**RECORDED INFORMATION:**
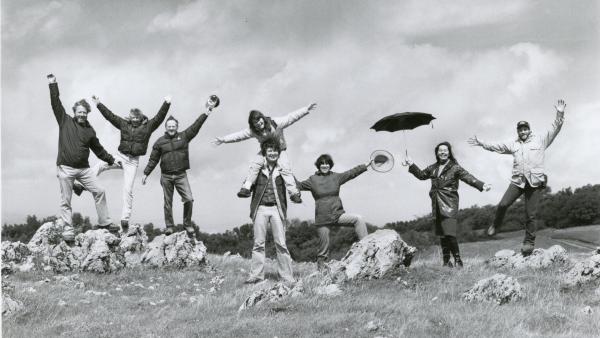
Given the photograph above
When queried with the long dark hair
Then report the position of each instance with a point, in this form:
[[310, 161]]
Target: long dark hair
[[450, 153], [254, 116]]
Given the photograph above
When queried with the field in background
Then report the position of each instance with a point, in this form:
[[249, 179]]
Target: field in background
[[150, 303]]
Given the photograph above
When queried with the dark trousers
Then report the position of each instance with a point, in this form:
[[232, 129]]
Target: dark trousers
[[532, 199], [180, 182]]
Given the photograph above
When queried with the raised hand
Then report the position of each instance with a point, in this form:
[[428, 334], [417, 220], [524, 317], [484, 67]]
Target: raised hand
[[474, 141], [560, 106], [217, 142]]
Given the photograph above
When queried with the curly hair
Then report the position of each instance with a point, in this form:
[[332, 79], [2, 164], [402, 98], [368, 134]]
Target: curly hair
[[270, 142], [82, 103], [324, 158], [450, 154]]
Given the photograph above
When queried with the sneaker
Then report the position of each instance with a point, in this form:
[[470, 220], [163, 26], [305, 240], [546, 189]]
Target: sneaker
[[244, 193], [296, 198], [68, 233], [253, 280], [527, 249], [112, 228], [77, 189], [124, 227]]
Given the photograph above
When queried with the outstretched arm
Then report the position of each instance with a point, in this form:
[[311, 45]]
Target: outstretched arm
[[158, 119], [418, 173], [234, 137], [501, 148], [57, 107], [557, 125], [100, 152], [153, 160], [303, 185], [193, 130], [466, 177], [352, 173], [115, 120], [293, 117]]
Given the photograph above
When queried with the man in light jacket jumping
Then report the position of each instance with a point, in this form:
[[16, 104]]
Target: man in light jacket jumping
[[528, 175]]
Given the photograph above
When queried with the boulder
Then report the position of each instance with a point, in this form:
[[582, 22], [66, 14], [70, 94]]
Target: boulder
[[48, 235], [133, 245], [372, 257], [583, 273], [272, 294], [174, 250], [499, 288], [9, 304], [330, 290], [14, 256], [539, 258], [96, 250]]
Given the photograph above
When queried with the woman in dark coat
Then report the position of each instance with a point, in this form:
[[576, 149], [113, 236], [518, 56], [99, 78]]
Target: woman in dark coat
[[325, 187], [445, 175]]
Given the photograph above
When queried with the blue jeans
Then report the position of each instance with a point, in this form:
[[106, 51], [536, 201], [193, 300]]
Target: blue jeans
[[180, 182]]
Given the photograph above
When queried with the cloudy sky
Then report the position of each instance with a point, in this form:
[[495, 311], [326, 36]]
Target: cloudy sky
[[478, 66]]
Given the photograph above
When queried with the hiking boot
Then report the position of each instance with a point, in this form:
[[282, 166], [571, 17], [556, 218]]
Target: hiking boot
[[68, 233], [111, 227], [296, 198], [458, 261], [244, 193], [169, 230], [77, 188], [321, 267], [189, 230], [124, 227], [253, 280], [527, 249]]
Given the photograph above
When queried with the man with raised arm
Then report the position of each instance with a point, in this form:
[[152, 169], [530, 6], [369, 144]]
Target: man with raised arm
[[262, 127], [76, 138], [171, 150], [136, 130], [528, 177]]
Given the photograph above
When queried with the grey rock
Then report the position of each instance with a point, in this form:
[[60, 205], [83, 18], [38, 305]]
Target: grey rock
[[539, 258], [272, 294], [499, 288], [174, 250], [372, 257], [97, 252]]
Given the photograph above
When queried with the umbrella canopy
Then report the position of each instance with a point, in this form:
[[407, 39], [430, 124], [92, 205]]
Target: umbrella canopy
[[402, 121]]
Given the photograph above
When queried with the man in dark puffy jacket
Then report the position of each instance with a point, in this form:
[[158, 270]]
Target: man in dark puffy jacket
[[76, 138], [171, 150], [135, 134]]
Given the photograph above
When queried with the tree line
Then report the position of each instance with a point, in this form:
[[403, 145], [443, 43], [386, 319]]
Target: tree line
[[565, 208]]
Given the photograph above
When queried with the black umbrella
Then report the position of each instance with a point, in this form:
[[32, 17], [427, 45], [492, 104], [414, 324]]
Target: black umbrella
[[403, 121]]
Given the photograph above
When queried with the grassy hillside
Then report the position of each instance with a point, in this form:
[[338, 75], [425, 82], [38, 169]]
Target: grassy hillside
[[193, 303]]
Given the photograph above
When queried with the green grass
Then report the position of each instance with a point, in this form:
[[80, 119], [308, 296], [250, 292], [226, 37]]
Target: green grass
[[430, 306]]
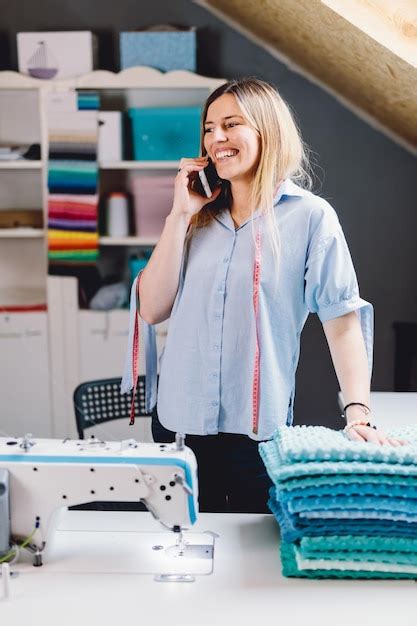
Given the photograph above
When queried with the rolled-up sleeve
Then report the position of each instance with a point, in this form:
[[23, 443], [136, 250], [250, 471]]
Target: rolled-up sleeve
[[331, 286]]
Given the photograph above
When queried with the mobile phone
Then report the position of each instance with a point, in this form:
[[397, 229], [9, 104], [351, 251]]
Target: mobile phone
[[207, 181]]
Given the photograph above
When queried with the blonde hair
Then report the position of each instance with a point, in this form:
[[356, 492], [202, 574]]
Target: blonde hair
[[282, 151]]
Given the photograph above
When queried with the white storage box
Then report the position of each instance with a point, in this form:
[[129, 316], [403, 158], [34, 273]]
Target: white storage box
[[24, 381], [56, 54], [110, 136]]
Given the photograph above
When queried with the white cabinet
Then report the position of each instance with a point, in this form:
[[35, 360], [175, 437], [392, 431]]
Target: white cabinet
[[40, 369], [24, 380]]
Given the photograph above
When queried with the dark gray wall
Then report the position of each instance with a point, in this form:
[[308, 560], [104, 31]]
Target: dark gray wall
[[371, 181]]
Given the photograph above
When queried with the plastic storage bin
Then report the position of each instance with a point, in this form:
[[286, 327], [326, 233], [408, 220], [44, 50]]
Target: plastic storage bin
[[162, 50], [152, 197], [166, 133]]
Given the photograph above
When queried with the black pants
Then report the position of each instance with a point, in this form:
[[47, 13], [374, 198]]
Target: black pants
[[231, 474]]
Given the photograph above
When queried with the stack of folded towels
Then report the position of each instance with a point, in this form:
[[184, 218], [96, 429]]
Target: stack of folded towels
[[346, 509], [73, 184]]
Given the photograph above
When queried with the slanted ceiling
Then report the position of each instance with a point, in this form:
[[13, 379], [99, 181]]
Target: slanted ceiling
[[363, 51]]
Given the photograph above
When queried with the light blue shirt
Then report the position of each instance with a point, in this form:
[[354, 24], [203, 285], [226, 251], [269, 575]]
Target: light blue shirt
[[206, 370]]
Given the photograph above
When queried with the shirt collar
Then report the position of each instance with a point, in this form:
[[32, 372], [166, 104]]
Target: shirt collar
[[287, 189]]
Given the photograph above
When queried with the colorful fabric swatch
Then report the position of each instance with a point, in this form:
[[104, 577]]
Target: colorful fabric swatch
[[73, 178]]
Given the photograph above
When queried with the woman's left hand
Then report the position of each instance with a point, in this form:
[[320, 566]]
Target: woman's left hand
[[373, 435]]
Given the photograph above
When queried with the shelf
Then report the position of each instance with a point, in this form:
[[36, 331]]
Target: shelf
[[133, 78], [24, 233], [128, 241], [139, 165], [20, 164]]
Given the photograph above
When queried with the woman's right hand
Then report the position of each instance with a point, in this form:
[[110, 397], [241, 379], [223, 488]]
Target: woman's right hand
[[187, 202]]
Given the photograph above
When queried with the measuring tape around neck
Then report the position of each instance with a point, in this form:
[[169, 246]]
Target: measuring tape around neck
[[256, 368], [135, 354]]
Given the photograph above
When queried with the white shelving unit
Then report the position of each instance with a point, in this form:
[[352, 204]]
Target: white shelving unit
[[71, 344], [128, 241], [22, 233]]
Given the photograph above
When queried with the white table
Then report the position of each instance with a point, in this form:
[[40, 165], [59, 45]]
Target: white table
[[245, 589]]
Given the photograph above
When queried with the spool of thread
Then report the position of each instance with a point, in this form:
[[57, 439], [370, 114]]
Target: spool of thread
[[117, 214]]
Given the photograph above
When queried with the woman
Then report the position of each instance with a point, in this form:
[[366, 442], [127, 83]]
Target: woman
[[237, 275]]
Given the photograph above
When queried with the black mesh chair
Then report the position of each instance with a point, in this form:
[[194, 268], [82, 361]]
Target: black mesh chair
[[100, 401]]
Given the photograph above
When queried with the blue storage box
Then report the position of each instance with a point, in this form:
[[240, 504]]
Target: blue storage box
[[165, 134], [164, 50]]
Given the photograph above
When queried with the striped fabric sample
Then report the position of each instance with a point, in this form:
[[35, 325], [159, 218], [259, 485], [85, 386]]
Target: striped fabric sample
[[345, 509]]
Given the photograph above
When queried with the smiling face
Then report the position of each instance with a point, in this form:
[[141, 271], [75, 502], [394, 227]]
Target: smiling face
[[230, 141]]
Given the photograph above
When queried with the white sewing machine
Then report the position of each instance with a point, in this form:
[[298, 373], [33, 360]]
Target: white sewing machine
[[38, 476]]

**DIRECTIVE:** Copy the records from their beginning through the line containing "[[474, 141], [560, 106], [217, 142]]", putting "image" wherever "photograph" appears and keeping everything else unchanged. Leave the pictures out.

**RESULT OF THE TASK:**
Given the image above
When queried with the long dark hair
Then report the position of each instance with a point, in this form:
[[310, 161]]
Target: long dark hair
[[450, 153], [254, 116]]
Given the image above
When queried with the field in background
Then report the position of each instance with a point, in this form:
[[249, 179]]
Target: field in background
[[150, 303]]
Given the image above
When queried with the dark trousers
Then report the position of each instance with a point, in this form:
[[232, 129]]
Target: dark trousers
[[532, 199], [180, 182]]
Given the image above
When queried with the raised hand
Then report the position of each instance with a point, in this form:
[[428, 334], [417, 220], [524, 317], [484, 67]]
Target: raised hand
[[474, 141], [560, 106], [217, 142]]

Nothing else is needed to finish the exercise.